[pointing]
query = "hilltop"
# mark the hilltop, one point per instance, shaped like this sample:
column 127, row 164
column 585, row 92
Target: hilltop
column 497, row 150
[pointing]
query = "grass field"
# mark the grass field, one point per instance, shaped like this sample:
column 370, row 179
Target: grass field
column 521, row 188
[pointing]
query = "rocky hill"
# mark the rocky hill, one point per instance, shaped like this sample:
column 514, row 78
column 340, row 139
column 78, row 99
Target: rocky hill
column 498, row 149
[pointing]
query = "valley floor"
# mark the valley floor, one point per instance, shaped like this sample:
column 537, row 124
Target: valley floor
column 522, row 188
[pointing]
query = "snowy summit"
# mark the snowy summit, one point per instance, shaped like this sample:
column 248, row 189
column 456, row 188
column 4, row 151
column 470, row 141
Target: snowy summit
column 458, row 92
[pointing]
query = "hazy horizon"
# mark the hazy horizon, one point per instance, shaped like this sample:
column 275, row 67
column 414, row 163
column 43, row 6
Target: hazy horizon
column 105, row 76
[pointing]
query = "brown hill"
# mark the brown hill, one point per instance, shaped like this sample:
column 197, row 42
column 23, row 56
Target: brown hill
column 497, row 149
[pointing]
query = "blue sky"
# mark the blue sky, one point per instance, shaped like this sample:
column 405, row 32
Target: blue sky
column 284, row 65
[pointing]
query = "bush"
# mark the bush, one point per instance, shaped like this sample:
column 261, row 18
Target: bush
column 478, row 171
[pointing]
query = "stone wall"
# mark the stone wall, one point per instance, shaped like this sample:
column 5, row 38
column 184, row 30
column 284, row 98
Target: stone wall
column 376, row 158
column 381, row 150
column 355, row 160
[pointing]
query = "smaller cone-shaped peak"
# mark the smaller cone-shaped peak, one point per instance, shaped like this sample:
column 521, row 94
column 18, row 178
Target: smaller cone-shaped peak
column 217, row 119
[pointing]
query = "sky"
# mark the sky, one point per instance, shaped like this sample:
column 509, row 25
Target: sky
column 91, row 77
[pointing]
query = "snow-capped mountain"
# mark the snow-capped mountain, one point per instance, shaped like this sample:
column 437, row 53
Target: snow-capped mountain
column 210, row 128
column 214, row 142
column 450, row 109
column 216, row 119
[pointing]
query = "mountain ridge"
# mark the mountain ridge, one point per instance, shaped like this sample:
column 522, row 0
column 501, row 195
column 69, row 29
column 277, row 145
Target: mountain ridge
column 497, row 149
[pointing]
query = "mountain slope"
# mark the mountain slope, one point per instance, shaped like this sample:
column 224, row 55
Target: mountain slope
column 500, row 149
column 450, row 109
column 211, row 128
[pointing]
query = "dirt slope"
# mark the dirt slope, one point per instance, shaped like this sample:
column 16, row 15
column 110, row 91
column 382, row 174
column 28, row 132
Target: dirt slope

▸ Directive: Please set down all the data word for word.

▸ Output:
[pointing]
query = "hilltop"
# mark the hilltop, one point per instance, shaped like this sample:
column 127, row 164
column 585, row 92
Target: hilltop
column 497, row 150
[pointing]
query = "grass field"
# mark the grass field, one point per instance, shaped like this sample:
column 370, row 179
Target: grass field
column 521, row 188
[pointing]
query = "rocky hill"
# mark the rocky hill, one point per instance, shaped like this sample:
column 514, row 78
column 340, row 139
column 78, row 99
Target: rocky hill
column 498, row 149
[pointing]
query = "valley floor"
# mark the valley floor, one point per instance, shaped like this sample:
column 537, row 124
Target: valley floor
column 522, row 188
[pointing]
query = "snowy summit"
# mark the snowy summit, one point per instance, shaped like this sample:
column 248, row 189
column 456, row 188
column 4, row 151
column 470, row 141
Target: snowy summit
column 458, row 92
[pointing]
query = "hazy horizon"
# mark the hazy horizon, one point per instance, shaped like this sample:
column 275, row 67
column 414, row 163
column 43, row 6
Target: hazy horizon
column 105, row 76
[pointing]
query = "brown hill"
# mark the brown hill, one point per instance, shaped like this sample:
column 197, row 42
column 23, row 56
Target: brown hill
column 497, row 149
[pointing]
query = "blue sky"
# mark the blue sky, one point per instance, shaped like this sample:
column 405, row 32
Target: blue sky
column 284, row 65
[pointing]
query = "bush"
# mark the bush, one point per instance, shaped like this sample:
column 261, row 18
Target: bush
column 478, row 171
[pointing]
query = "stone wall"
# mark the stone wall, one point per instance, shaped like this sample:
column 5, row 38
column 184, row 30
column 284, row 98
Target: stone wall
column 376, row 158
column 381, row 150
column 355, row 160
[pointing]
query = "smaller cone-shaped peak"
# mark the smaller cone-shaped peak, one point per instance, shaped like this sample:
column 521, row 94
column 18, row 178
Target: smaller cone-shaped peak
column 217, row 119
[pointing]
query = "sky"
# mark the sky, one point per instance, shaped like this sample:
column 509, row 25
Target: sky
column 91, row 77
[pointing]
query = "snow-capped mountain"
# mark the snow-capped mountain, one point per instance, shaped like this sample:
column 437, row 53
Target: snow-capped mountain
column 210, row 128
column 214, row 142
column 450, row 109
column 216, row 119
[pointing]
query = "mountain ridge"
# mark the mountain ridge, one point per instance, shaped like this sample:
column 522, row 0
column 501, row 195
column 69, row 29
column 277, row 145
Target: mountain ridge
column 497, row 149
[pointing]
query = "mountain slope"
# mark the mountain slope, one point per instance, shaped like this sample:
column 224, row 55
Target: mountain slope
column 500, row 149
column 450, row 109
column 211, row 128
[pointing]
query = "dirt slope"
# mark the dirt slope, one point per instance, shaped like this sample:
column 16, row 15
column 110, row 91
column 382, row 174
column 28, row 132
Target: dirt slope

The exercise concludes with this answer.